*Supplied text:*
From a student’s point of view, it provides them with the transparency and guidance they need to understand what good and bad behaviour looks like, and what will happen to them if their behaviour causes them to move up and down the levels. From a parent’s point of view, there is no subjectivity or confusion about the implementation of rewards and consequences. It also instils greater confidence that the students who have experienced this self-managed-behaviour model in practice may be that much more prepared to function in the world outside of school. And perhaps most importantly, from an educator’s perspective, shifting some of the responsibility and ownership for behaviour management from teachers to students allows more time, energy and focus to be redirected towards creating a cohesive learning environment.
The vocational education sector has long been focused on macro-level requirements to build workforce participation and productivity through skill development. The dual challenges of unemployment and underemployment, set against the background of the imminent retirement of baby boomers, is a situation facing many countries, including Australia.
What the vocational education sector does well is building and maintaining a long term view of labour force requirements, and focusing investment and funding to incentivise skill development across industry. The government architects of the vocational education sector are adept at creating a macro view of current and future trade-based geographic influencers on required workforce productivity and participation.
The establishment of evidence-based targets for achieving long-term skill development priorities provides certainty for employers and market providers, and by extension, navigable career paths for prospective students and employees.
Workplace education has always been about skilling people for the work they do with whatever company employs them. There is some crossover between workplace and vocational education, but for the purposes of this exercise, workplace education is considered to be the internal strategies and frameworks an organisation puts in place to develop the knowledge, skills and abilities of their workforce.
Workplace education is one sector where there has been more variability in how effectively and efficiently employee learning and development has been implemented. Maybe this is because it’s the least regulated of all sectors? Or perhaps because it has been, and still is, highly dependent on company priorities and budgets, and more easily influenced by management, leadership and HR fads? That’s a topic for another post…!
The 70:20:10 model of learning, introduced in the mid 90’s by McCall, Lombardo and Eichinger, proposes that learning best occurs in the ratios of 70% experiential, 20% through other people, and 10% formal training. This model has been adopted as a guiding framework for workplace education by many organisations. However, observers would say that it has been slow to get real traction, as many less progressive companies are yet to truly capitalise on the benefits and impacts of informal and experiential learning, and fall back on formal training as the basis for much of their focus and investment.

*Supplied material:*
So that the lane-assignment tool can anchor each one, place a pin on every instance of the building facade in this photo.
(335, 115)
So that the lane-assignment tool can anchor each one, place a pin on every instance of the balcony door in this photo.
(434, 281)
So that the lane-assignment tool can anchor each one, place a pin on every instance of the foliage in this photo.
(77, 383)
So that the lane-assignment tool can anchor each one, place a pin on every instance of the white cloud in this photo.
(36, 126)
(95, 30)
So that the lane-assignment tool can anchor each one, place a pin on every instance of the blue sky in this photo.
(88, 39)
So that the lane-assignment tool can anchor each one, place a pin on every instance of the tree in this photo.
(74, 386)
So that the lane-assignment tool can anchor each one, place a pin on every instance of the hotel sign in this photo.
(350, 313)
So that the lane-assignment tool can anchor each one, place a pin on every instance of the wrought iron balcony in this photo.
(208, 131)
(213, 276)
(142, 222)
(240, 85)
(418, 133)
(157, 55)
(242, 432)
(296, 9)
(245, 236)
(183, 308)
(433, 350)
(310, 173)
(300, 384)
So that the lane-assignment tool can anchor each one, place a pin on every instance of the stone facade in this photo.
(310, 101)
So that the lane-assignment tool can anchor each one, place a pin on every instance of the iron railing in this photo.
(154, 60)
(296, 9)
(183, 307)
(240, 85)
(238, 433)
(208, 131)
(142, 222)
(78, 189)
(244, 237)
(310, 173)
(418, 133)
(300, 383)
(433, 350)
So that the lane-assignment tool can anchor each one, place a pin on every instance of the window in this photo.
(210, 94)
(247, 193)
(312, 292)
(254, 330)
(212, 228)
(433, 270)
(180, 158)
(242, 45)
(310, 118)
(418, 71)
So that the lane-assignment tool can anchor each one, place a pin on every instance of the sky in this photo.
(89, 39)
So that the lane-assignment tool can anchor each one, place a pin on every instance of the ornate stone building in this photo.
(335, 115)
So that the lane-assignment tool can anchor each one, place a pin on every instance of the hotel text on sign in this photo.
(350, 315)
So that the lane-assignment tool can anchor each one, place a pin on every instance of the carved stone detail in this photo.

*Task statement:*
Extend the passage on education across the school, vocational and workplace sectors by writing what follows its final sentence.

*Response for this exercise:*
What is encouraging is the slow but steady shift towards improving the practical application of learning for higher performance. Strategies that focus on the measurable transfer and application of knowledge, skill and experience are being implemented in Learning and Development functions the world over. The adoption of performance support tools to support or even replace a more traditional learning process is on the rise. Think of performance support as processes, tools or systems that help people learn what they need to perform the job, or solve the problem that is right in front of them, in real time.
The broader learning and performance ecosystem of people, processes, content and technology, is increasingly being recognised for the important influence it has on the success and sustainability of workplace education initiatives.
With education as the core business and high levels of competition to attract prospective students, my observation is that higher education invests more than any other sector in the development of research, systems and infrastructure for successful graduate outcomes. There is a high focus on understanding and improving the impact that physical and virtual campus spaces have on learning, and the adoption of flexible technologies to maximize student engagement.
The higher education sector is also focused on increasing the accessibility and flexibility of learning by improving pathways for students from diverse cultural and socio-economic backgrounds and regional areas, removing educational barriers for students with disabilities, and targeting gender balance across areas of study.
Adult and Community Education
The community and adult education sector is a broad one, based around a learner centred approach to providing the necessary skills and abilities to improve lifelong and lifewide learning and participation.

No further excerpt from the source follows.